What you are asked to do:
Scan the data. Collect each line that contains the word "shrub".

Referring expression grounding data:
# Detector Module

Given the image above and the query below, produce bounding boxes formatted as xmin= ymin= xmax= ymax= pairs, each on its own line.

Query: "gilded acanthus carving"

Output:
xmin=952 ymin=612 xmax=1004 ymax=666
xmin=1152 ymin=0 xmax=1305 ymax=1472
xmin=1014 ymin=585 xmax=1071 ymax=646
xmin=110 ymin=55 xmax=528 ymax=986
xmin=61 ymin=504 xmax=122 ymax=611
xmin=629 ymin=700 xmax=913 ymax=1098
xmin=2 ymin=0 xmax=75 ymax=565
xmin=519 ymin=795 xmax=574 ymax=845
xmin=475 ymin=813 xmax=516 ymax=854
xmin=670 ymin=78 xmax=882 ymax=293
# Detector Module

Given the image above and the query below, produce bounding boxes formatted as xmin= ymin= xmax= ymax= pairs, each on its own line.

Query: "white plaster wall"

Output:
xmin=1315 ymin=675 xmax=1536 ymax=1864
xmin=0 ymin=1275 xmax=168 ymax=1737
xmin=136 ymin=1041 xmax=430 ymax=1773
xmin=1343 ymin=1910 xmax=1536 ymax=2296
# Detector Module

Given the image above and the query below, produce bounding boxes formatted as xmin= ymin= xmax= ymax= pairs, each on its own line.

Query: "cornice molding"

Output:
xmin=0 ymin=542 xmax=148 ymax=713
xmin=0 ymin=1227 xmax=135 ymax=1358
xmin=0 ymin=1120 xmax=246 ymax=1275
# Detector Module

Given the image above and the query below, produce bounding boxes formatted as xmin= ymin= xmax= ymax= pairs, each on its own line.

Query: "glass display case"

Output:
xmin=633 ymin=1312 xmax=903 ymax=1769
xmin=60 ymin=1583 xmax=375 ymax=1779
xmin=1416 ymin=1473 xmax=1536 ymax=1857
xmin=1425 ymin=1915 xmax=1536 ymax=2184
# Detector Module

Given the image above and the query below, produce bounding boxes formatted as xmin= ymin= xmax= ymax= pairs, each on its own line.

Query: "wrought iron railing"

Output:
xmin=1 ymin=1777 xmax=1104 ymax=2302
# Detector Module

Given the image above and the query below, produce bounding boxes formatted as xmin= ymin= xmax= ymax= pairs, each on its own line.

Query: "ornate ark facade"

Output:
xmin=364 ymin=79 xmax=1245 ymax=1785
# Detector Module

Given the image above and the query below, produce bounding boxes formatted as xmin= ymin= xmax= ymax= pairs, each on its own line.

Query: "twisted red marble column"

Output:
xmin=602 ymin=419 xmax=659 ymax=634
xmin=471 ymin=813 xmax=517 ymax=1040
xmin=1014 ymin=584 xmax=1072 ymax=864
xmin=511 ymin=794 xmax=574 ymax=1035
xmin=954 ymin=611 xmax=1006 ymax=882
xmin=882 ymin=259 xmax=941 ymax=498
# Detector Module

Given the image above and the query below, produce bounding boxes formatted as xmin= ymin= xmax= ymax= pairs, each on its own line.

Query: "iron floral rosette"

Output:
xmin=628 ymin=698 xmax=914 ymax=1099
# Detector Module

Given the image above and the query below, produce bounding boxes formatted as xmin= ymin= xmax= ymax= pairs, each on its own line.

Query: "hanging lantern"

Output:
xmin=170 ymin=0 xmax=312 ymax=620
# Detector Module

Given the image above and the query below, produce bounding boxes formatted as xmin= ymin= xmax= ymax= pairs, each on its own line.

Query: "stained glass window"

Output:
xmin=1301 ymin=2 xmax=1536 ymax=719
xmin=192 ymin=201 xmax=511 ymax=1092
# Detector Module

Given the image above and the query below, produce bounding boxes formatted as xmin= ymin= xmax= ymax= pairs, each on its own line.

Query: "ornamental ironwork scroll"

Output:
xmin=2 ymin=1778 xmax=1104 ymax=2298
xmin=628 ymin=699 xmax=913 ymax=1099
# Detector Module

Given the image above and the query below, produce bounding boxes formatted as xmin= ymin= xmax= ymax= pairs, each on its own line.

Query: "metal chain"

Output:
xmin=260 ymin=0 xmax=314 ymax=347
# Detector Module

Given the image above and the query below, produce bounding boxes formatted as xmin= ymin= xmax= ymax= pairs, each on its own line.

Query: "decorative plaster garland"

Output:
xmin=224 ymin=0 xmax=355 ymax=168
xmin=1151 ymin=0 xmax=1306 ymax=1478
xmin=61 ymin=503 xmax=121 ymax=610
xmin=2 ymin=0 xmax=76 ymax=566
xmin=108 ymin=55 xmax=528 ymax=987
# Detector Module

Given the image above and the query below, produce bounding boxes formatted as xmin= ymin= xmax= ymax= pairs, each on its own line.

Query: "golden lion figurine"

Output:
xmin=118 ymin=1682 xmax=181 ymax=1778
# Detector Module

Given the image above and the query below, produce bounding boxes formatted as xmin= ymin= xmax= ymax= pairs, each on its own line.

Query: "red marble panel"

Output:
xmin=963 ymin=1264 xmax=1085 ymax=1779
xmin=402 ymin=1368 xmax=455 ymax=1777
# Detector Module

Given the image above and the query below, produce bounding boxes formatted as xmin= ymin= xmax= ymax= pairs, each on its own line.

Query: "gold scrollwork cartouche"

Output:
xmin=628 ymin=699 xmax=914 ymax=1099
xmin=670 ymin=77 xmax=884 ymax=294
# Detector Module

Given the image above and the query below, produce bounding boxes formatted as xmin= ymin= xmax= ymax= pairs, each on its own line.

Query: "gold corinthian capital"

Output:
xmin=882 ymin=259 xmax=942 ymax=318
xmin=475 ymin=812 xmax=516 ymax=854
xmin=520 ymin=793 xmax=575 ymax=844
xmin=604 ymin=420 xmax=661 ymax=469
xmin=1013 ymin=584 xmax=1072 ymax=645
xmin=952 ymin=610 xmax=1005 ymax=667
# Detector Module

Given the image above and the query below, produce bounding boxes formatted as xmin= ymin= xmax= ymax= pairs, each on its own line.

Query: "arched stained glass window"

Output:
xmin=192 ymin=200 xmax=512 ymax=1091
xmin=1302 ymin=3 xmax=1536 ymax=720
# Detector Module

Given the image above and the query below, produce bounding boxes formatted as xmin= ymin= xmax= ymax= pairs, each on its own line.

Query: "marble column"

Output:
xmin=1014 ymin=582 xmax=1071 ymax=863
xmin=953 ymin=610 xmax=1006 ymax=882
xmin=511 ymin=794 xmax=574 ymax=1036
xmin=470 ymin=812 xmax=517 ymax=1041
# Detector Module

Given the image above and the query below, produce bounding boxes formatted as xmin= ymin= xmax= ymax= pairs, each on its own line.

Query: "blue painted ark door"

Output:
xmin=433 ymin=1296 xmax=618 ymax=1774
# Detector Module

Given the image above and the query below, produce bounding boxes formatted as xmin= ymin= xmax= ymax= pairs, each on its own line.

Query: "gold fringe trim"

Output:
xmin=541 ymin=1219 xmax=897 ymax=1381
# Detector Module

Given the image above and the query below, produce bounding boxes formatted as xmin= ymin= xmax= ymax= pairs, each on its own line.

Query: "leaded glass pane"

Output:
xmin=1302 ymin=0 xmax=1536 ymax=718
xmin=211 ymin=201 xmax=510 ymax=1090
---
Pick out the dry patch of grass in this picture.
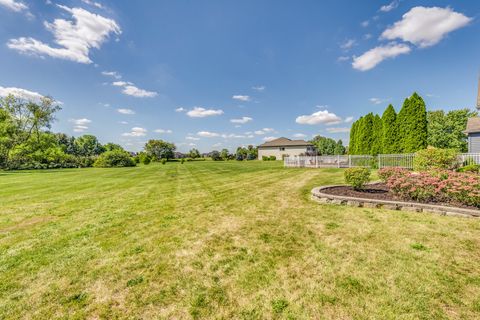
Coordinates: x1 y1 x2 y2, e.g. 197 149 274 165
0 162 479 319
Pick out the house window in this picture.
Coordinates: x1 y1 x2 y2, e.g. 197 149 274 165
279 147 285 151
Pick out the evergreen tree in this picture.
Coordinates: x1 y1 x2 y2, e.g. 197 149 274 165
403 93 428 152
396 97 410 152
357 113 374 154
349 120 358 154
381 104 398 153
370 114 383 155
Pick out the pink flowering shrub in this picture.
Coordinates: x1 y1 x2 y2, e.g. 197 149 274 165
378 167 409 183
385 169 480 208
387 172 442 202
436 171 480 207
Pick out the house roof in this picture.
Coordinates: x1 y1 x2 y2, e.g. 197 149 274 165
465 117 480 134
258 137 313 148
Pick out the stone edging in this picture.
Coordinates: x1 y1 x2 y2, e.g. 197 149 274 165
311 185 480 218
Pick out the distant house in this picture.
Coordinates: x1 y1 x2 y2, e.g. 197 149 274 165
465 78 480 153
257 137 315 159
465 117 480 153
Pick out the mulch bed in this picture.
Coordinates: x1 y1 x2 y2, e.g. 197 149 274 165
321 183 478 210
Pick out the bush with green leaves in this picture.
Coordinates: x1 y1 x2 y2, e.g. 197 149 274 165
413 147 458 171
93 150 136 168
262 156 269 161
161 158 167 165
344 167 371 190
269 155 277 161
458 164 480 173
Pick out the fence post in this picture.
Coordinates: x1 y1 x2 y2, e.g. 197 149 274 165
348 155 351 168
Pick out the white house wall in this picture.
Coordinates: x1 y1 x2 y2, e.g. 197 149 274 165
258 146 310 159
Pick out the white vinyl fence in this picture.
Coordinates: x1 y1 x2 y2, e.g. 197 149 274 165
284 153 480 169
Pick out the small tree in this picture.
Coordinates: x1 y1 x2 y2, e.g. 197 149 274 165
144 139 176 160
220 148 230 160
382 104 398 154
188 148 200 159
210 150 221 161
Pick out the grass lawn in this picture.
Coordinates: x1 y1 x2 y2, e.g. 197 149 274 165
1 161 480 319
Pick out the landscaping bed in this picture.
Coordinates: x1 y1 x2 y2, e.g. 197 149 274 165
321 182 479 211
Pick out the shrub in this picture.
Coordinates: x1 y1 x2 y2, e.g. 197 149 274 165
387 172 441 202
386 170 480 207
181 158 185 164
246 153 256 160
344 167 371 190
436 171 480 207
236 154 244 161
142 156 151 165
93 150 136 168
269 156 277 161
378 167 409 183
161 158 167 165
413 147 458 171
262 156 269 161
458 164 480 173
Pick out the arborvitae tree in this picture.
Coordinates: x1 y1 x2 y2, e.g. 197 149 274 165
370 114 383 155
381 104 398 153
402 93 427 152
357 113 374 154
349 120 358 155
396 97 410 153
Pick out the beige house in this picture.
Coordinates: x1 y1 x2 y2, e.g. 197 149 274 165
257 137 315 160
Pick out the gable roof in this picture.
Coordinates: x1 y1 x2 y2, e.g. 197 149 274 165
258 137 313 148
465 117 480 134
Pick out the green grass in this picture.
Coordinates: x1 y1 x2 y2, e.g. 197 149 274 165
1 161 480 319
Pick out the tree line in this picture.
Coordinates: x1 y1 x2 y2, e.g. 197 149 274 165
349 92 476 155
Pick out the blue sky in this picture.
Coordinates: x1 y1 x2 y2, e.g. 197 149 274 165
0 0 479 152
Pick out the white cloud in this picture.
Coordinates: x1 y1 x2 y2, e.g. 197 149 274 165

Exercise solution:
Pick out the pink flowering shrub in this picture.
Pick out the shrub in this picture.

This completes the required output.